ROQUETTE ET LES MAL AIMÉS
Hétéroclite et pas toujours pertinent pour le public visé
Un corbeau croasse dans la ville ; un petit garçon rencontre un ourson ; un plongeur apprend à cohabiter avec un requin ; une renarde et une blairelle affrontent des chasseurs et leurs chiens…
En 2020, Hélène Ducrocq proposait "Les Mal-Aimés", programme de quatre courts métrages d’animation mettant en scène des espèces animales qui suscitent parfois le rejet : loup, araignée, chauve-souris et ver de terre. Quatre ans plus tard, elle revient avec quatre nouvelles propositions, avec des résultats très inégaux.
Le court métrage inaugural, "Les Bruits" (6 minutes), met en avant le corbeau et son croassement, dans un enchaînement visuel mêlant peintures animées et pixilation (technique qui consiste ici à utiliser des silhouettes de mains). Si l’esthétique, qui magnifie le noir sur des fonds colorés, est enthousiasmante, la création sonore fera moins l’unanimité : la ritournelle enfantine est certes entraînante, mais elle peut s’avérer agaçante à force de répétition. Mais disons que cela ennuiera surtout les adultes et que c’est pour la bonne cause : la cible privilégiée a en effet 3 à 5 ans.
Mais le court suivant, "Qui a vu l’ours ?" (9 minutes), risque de poser le problème inverse : si les parents auront de quoi se sustenter avec ce joli récit évoquant respect de la nature et addiction aux écrans, les petits décrocheront plus facilement à cause de thématiques et de répliques moins adaptées à leurs capacités ou préoccupations ! La mise en scène est tendre et inspirée, mais elle n’est pas des plus aisées pour les bouts de chou. Dommage, car c’est objectivement un très beau film, qui fait la part belle à l’artisanat avec prises de vue réelles et marionnettes en papier, laissant volontairement certains artifices apparents (mains, bâtons sur lesquels sont fixés les personnages).

· · ·

CONSIGNES ET EXIGENCES:
Selon le texte à lire, quelles espèces animales figuraient dans le programme « Les Mal-Aimés » proposé en 2020 ?

DONNÉES FOURNIES:
· · ·

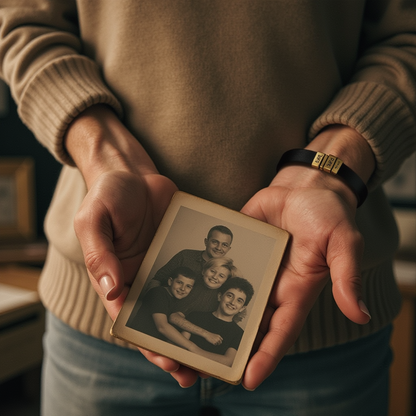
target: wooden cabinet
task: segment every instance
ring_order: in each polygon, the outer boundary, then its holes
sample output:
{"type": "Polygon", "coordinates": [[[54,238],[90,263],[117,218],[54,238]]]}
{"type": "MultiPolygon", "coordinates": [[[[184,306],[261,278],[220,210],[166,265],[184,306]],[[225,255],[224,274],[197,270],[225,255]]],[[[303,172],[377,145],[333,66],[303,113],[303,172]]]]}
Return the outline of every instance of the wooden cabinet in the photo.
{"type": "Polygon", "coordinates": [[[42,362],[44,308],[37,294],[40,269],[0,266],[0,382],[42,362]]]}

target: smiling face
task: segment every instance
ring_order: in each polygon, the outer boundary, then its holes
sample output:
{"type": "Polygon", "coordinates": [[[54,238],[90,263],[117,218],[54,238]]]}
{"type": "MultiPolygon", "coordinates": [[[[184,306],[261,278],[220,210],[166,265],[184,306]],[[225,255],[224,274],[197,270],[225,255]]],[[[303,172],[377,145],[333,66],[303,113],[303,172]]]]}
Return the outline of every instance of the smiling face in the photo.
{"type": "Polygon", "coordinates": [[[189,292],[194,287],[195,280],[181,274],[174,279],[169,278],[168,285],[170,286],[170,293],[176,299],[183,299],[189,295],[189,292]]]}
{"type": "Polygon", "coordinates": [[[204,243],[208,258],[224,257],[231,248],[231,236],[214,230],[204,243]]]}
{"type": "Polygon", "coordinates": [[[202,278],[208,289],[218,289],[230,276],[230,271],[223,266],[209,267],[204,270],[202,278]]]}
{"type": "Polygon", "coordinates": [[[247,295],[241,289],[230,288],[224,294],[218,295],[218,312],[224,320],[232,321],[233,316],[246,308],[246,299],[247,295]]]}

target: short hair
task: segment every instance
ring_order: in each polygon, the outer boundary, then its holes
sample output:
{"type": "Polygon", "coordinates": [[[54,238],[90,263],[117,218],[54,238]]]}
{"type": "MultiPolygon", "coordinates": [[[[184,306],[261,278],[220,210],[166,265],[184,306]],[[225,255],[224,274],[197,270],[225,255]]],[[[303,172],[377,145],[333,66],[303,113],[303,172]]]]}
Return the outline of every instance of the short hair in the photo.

· · ·

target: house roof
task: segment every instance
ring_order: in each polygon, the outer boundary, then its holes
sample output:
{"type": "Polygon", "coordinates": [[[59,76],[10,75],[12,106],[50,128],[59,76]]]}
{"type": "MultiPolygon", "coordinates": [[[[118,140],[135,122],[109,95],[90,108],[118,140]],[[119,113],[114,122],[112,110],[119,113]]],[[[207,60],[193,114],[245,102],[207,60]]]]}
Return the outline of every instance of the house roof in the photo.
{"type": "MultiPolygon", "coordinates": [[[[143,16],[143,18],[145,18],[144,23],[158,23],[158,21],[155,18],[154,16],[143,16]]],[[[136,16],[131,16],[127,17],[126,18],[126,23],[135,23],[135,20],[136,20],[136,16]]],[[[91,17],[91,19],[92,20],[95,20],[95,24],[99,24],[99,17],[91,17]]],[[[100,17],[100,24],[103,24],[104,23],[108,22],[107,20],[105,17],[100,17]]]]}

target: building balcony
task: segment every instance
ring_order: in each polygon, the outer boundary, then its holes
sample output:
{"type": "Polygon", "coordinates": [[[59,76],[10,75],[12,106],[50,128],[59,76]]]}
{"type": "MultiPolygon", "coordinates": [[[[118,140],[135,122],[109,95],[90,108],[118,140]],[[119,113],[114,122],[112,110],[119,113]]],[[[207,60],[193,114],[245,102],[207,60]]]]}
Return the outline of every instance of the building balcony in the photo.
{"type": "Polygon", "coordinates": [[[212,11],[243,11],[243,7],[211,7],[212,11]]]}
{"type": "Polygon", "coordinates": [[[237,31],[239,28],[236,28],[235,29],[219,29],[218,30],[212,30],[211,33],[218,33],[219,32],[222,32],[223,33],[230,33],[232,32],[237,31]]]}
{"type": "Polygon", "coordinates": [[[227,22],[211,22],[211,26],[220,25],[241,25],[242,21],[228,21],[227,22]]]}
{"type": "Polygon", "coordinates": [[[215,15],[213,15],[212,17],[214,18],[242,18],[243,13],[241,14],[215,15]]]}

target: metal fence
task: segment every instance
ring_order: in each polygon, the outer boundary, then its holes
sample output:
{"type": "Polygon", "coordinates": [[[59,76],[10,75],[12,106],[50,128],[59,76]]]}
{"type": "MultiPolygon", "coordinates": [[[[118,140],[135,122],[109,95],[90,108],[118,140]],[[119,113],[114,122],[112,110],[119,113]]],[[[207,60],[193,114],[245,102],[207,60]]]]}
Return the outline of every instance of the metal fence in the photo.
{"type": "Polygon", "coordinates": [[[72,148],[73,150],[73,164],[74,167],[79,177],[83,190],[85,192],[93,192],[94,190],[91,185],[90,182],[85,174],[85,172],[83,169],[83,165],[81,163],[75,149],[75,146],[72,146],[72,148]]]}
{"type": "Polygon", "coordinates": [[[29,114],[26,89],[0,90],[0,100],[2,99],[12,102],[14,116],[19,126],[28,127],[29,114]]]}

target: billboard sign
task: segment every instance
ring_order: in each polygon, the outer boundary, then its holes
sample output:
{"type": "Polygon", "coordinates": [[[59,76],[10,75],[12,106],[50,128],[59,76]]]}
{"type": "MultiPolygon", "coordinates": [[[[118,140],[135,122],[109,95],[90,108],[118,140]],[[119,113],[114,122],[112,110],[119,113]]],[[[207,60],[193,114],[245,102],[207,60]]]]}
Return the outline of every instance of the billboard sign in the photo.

· · ·

RÉSULTAT OBTENU:
Ce programme mettait en scène le loup, l'araignée, la chauve-souris et le ver de terre.